*What needs to be done*
Copy the lines in each of the records below exactly, with nothing changed.

*Provided information*
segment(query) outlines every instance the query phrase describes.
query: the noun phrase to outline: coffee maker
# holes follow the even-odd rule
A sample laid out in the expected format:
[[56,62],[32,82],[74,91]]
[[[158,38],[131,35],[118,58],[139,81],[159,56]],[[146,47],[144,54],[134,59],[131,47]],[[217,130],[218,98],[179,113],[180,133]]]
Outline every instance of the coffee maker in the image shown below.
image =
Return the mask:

*Solution for this problem*
segment(query) outlines every instance the query phrase describes.
query: the noun phrase to outline: coffee maker
# holes follow the even-odd rule
A sample laid out in the expected format:
[[56,62],[32,82],[74,91]]
[[[158,38],[131,35],[118,58],[139,81],[159,56]],[[146,47],[144,54],[134,59],[131,47]],[[217,130],[218,98],[179,113],[180,133]]]
Outline every instance of the coffee maker in the image shown below.
image =
Return the mask:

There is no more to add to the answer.